From the line that contains "Expected: one point per instance of the grass growing" to the last line of the data below, transcribe every line exactly. Do not include the pictures.

------ Recorded information

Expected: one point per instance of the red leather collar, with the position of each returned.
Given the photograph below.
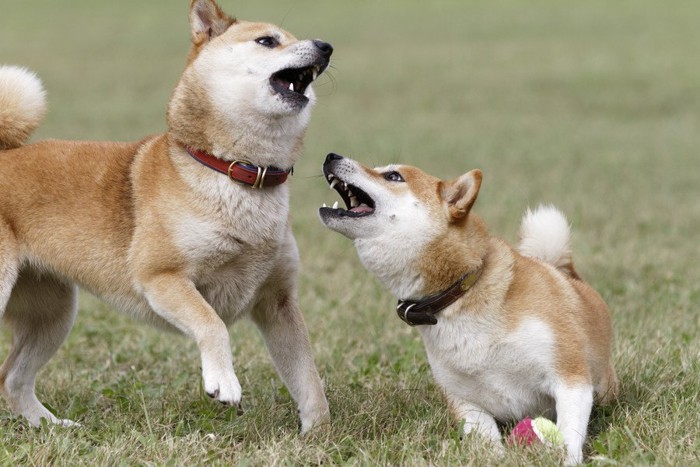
(241, 170)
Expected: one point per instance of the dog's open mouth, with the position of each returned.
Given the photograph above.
(292, 82)
(357, 202)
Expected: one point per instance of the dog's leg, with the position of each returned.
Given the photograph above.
(40, 313)
(176, 299)
(282, 325)
(574, 403)
(475, 419)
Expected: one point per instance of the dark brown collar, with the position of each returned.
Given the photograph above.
(424, 311)
(241, 170)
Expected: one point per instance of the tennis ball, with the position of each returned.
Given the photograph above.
(537, 430)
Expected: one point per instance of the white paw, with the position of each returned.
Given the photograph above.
(223, 386)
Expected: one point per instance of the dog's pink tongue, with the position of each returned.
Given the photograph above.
(361, 208)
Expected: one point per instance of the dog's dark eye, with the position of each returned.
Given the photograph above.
(393, 177)
(267, 41)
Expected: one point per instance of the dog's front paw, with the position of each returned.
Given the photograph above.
(225, 388)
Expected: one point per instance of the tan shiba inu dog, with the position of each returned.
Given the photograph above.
(508, 333)
(188, 230)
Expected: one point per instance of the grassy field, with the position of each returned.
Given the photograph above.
(594, 106)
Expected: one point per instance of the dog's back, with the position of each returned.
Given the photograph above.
(545, 235)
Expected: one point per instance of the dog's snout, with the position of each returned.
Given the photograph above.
(333, 157)
(325, 48)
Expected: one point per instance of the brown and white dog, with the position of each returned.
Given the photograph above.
(508, 333)
(188, 230)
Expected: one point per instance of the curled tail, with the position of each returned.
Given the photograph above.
(22, 105)
(545, 235)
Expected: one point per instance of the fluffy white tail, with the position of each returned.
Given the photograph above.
(22, 105)
(545, 235)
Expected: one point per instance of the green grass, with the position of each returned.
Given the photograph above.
(594, 106)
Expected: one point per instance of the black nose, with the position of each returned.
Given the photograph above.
(333, 157)
(325, 48)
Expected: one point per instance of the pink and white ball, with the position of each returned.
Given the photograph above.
(538, 431)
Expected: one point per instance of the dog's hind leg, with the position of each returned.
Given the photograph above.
(282, 325)
(40, 313)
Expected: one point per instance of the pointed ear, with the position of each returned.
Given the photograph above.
(207, 20)
(460, 194)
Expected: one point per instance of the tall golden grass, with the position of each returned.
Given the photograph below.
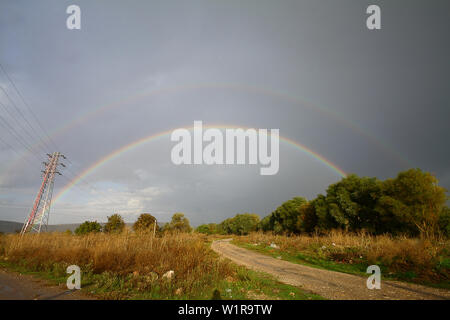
(429, 260)
(126, 254)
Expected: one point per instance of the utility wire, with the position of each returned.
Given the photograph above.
(29, 109)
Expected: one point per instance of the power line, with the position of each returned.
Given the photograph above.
(28, 107)
(24, 118)
(16, 135)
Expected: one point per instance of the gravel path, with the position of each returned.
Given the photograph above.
(15, 286)
(328, 284)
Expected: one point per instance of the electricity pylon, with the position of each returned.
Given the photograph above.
(40, 211)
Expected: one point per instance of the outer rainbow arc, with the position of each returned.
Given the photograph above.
(244, 87)
(153, 137)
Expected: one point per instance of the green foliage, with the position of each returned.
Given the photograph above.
(87, 227)
(179, 223)
(284, 218)
(210, 228)
(146, 223)
(240, 224)
(412, 203)
(444, 221)
(115, 224)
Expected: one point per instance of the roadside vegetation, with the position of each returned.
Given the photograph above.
(400, 224)
(409, 259)
(131, 265)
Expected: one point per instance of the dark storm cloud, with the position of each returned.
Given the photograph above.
(383, 97)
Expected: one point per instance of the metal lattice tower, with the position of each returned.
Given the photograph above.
(40, 211)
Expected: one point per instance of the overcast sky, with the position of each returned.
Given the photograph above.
(371, 102)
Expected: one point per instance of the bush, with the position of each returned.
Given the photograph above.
(115, 224)
(240, 224)
(146, 223)
(179, 223)
(87, 227)
(210, 228)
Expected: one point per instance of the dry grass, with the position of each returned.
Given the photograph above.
(424, 259)
(130, 256)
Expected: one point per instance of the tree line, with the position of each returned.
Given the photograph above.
(411, 204)
(146, 223)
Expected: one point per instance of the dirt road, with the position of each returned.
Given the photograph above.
(328, 284)
(15, 286)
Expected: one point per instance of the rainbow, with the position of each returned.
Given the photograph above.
(61, 131)
(153, 137)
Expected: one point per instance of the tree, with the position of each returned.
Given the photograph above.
(115, 224)
(307, 219)
(284, 218)
(179, 223)
(413, 202)
(240, 224)
(444, 221)
(146, 223)
(210, 228)
(351, 203)
(88, 227)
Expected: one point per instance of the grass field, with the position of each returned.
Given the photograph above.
(414, 260)
(130, 266)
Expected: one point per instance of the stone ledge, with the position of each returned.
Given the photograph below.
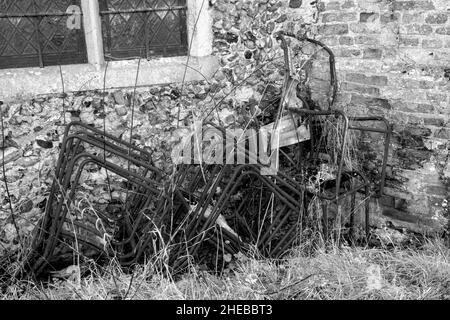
(28, 82)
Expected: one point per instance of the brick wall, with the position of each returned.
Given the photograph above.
(393, 59)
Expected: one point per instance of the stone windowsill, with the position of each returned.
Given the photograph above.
(27, 82)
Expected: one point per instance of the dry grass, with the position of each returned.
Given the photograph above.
(346, 273)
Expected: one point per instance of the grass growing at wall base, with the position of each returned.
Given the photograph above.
(345, 273)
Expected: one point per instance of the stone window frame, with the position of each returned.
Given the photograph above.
(22, 83)
(201, 38)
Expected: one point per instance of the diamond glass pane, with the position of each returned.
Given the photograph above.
(35, 33)
(133, 28)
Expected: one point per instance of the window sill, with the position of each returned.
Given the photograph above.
(28, 82)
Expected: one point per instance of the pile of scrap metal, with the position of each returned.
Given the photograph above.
(205, 212)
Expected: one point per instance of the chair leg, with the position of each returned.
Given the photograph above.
(366, 211)
(325, 220)
(352, 218)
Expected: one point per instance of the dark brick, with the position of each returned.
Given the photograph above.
(363, 89)
(444, 31)
(436, 18)
(369, 40)
(370, 102)
(368, 16)
(413, 107)
(371, 53)
(414, 17)
(442, 133)
(370, 80)
(438, 122)
(422, 29)
(346, 41)
(389, 17)
(338, 17)
(332, 6)
(331, 29)
(425, 108)
(365, 28)
(431, 43)
(348, 5)
(412, 5)
(409, 42)
(295, 4)
(436, 97)
(401, 215)
(437, 190)
(343, 52)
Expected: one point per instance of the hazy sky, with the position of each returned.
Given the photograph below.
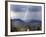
(25, 12)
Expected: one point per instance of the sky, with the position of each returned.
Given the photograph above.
(25, 12)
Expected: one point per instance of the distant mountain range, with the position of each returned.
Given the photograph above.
(31, 21)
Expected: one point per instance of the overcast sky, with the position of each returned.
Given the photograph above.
(25, 12)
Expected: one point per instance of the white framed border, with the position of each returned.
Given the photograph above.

------------

## Answer below
Expected: one point per instance of the grass growing at wall base, with the position of each returned.
Given the photograph above.
(345, 273)
Expected: one point per instance of the stone window frame, with the position of each returned.
Given the photograph above.
(22, 83)
(201, 38)
Expected: one point per instance of the diamond glass pane, with the position of each returned.
Given the photograph above.
(35, 33)
(133, 28)
Expected: one point per instance of the window sill, with the position of each returned.
Given the photograph above.
(28, 82)
Expected: one point per instance of the pile of scrap metal, with the position of each returned.
Given the photograph above.
(205, 212)
Expected: one point per instance of the chair leg, with the position of each returned.
Given the photograph above.
(366, 211)
(325, 220)
(352, 218)
Expected: one point per instance of the dark brick, with the position of each returned.
Given the photograph above.
(363, 89)
(444, 31)
(436, 18)
(369, 40)
(370, 102)
(368, 16)
(413, 107)
(371, 53)
(414, 17)
(442, 133)
(370, 80)
(438, 122)
(422, 29)
(346, 41)
(389, 17)
(338, 17)
(332, 6)
(331, 29)
(425, 108)
(365, 28)
(431, 43)
(348, 5)
(412, 5)
(409, 42)
(295, 4)
(436, 97)
(401, 215)
(437, 190)
(343, 52)
Expected: one point per instance of the hazy sky, with the position of each returned.
Given the photograph below.
(25, 12)
Expected: one point per instance of the sky, with the position of each returned.
Given the photograph above.
(25, 12)
Expected: one point per instance of the distant mountain range, with the position of each returned.
Given the photograph above.
(31, 21)
Expected: one point per instance of the overcast sky, with the position of each returned.
Given the photograph above.
(25, 12)
Expected: one point per instance of the white framed border, with the position of each returned.
Given the photograph above.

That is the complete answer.